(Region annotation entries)

········

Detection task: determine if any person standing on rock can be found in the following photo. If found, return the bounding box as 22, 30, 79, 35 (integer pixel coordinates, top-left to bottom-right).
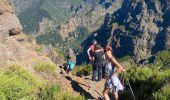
87, 40, 97, 61
66, 48, 76, 75
92, 44, 105, 81
87, 40, 97, 80
103, 45, 125, 100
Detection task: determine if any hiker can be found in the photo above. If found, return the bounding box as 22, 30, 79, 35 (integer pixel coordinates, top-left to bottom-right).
87, 40, 97, 61
66, 48, 76, 75
92, 44, 105, 81
103, 45, 125, 100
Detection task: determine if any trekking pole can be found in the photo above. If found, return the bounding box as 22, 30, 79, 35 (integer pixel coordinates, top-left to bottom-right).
127, 80, 136, 100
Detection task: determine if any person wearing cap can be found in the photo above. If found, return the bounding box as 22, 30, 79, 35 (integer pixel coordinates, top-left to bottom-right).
66, 48, 76, 75
92, 44, 105, 81
87, 40, 97, 61
103, 45, 125, 100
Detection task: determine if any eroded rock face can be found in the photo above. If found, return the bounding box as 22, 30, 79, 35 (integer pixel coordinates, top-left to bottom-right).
99, 0, 170, 62
0, 0, 22, 36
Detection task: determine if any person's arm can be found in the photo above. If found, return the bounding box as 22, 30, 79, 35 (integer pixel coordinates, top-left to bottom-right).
107, 52, 125, 75
111, 57, 125, 75
87, 47, 92, 60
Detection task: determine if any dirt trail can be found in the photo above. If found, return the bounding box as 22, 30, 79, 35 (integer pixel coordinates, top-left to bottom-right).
52, 69, 105, 99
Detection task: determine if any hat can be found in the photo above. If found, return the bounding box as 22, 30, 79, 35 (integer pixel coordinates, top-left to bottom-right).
105, 45, 112, 51
92, 40, 97, 44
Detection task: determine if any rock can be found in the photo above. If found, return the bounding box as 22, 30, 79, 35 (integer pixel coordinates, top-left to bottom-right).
0, 0, 22, 36
9, 28, 22, 36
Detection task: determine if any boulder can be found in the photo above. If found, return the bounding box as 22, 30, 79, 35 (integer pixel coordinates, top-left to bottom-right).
9, 28, 22, 36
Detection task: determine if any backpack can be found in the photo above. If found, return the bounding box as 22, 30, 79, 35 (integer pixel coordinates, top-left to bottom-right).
68, 61, 74, 70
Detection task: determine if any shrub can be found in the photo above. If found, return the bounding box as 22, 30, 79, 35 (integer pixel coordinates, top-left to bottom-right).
34, 62, 56, 73
0, 65, 45, 100
72, 65, 92, 76
153, 84, 170, 100
43, 84, 85, 100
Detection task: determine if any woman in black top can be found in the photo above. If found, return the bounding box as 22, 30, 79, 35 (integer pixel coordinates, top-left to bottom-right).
92, 44, 105, 81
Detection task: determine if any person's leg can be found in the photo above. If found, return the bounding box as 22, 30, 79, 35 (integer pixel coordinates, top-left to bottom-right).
113, 91, 119, 100
98, 66, 102, 81
102, 87, 110, 100
92, 66, 97, 81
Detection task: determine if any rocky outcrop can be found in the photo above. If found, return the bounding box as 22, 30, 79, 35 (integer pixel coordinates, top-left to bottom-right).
96, 0, 170, 62
0, 0, 22, 36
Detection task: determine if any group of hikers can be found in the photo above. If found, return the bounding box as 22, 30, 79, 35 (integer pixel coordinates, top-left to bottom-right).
66, 40, 125, 100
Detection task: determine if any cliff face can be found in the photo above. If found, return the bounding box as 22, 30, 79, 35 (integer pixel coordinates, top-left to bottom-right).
0, 0, 22, 36
0, 0, 59, 68
95, 0, 170, 61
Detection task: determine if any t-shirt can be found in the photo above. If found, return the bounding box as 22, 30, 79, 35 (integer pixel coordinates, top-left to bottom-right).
93, 51, 105, 67
90, 45, 94, 52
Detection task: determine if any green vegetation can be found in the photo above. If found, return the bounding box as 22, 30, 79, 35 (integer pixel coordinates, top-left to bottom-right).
34, 62, 56, 73
0, 64, 45, 100
0, 64, 85, 100
72, 65, 92, 76
43, 84, 85, 100
154, 50, 170, 68
119, 51, 170, 100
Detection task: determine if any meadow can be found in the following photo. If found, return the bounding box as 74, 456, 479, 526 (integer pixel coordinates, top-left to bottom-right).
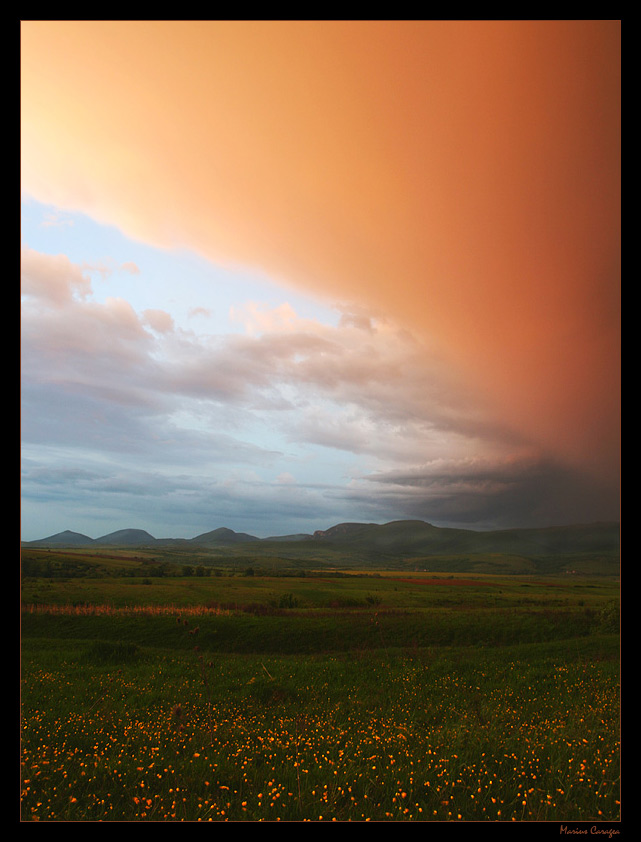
20, 562, 620, 823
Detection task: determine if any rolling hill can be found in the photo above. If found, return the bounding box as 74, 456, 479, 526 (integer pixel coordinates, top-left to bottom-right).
24, 520, 619, 559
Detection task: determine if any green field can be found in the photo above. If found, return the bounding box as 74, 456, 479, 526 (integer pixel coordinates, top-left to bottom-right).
21, 554, 620, 823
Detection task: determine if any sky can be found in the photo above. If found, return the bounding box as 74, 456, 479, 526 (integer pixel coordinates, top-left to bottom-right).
21, 20, 621, 540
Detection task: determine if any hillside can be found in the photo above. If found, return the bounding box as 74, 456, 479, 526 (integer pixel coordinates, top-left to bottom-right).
23, 520, 619, 565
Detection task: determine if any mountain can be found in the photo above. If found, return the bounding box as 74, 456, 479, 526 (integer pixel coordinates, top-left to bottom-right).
29, 529, 94, 547
191, 526, 260, 547
94, 529, 156, 546
25, 520, 619, 563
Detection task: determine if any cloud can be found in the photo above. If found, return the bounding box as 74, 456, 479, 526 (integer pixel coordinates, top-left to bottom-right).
21, 21, 620, 536
22, 21, 620, 496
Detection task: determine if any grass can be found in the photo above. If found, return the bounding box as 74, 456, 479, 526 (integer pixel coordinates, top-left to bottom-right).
21, 576, 620, 822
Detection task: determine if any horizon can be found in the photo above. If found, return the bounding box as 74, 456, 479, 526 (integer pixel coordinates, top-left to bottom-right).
21, 21, 620, 541
21, 519, 620, 543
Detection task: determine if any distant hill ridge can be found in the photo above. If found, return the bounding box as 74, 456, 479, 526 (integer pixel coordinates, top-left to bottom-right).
23, 520, 619, 556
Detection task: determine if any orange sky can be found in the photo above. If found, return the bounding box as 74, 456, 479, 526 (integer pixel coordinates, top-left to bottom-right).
22, 21, 620, 488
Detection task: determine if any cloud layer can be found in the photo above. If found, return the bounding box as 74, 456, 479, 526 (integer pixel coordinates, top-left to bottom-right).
22, 21, 620, 531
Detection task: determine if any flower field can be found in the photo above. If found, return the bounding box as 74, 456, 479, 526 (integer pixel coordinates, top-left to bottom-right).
21, 572, 620, 823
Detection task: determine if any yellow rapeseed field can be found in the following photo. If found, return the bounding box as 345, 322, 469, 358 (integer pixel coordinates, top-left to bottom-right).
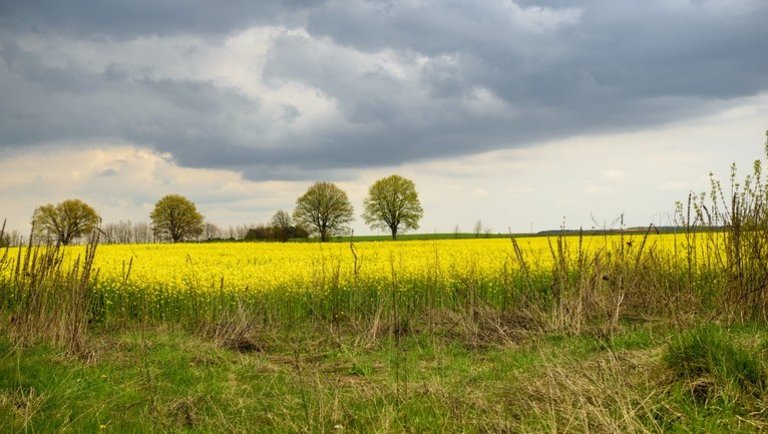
82, 235, 704, 291
1, 234, 711, 292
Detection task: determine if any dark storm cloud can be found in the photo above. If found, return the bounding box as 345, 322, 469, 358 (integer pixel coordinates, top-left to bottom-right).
0, 0, 768, 178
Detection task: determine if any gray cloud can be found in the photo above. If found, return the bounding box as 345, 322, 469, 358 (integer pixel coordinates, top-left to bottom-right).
0, 0, 768, 179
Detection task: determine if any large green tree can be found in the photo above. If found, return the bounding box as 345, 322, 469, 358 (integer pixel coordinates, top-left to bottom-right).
32, 199, 101, 245
272, 210, 292, 242
149, 194, 205, 243
363, 175, 424, 240
293, 182, 354, 241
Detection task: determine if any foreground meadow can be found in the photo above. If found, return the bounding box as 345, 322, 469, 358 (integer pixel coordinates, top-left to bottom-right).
0, 227, 768, 432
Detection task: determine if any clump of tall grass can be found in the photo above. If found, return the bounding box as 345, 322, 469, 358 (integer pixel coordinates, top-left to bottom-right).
0, 222, 98, 353
662, 325, 766, 400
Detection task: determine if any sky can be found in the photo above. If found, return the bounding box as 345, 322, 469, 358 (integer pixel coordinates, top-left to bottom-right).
0, 0, 768, 234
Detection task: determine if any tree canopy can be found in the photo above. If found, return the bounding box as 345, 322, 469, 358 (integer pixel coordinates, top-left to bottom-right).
293, 182, 354, 241
272, 210, 293, 241
149, 194, 205, 243
363, 175, 424, 240
32, 199, 101, 245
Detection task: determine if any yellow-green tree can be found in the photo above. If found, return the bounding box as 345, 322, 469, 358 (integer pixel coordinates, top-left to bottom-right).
293, 182, 354, 241
149, 194, 205, 243
32, 199, 101, 246
363, 175, 424, 240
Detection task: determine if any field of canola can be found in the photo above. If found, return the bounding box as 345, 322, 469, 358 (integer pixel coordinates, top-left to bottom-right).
82, 234, 704, 292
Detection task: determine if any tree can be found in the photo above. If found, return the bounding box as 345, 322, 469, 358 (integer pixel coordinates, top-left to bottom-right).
32, 199, 101, 246
149, 194, 204, 243
293, 182, 354, 242
203, 223, 221, 241
272, 210, 292, 242
472, 220, 483, 238
363, 175, 424, 240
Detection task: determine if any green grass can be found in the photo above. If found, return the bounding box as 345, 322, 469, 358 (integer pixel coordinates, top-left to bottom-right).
0, 325, 768, 433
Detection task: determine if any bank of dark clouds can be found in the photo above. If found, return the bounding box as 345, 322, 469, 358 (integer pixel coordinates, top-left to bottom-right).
0, 0, 768, 179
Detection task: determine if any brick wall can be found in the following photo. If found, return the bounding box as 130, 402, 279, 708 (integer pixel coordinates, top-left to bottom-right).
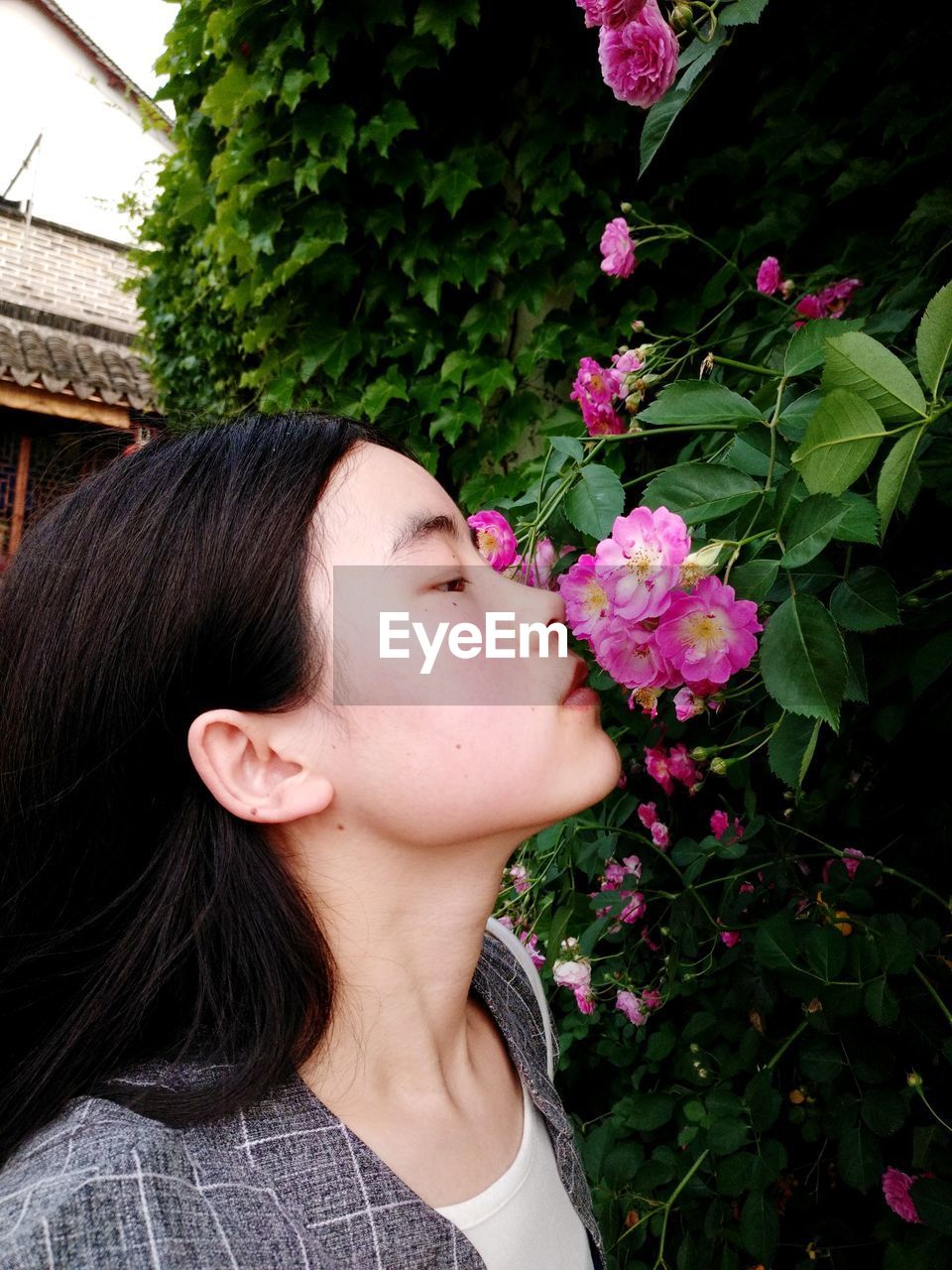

········

Direction:
Starting at the line that has "Detection task: determine if any grass" and ending with the line that has "21, 519, 620, 543", rewrite those lines with "horizon" changed to "skyline". Leave everything else in them as it is.

Expected answer:
Detection task: determine if any grass can be found in the photo above. If found, return the bounding box as 74, 456, 479, 526 (integer pixel coordinates, top-left to bottom-right).
21, 576, 620, 822
Detection task: determine if any skyline can be found in the photo above. If found, return the bounding box as 74, 456, 479, 526 (integer pixel coordinates, top-left to bottom-right).
21, 21, 620, 541
21, 519, 620, 543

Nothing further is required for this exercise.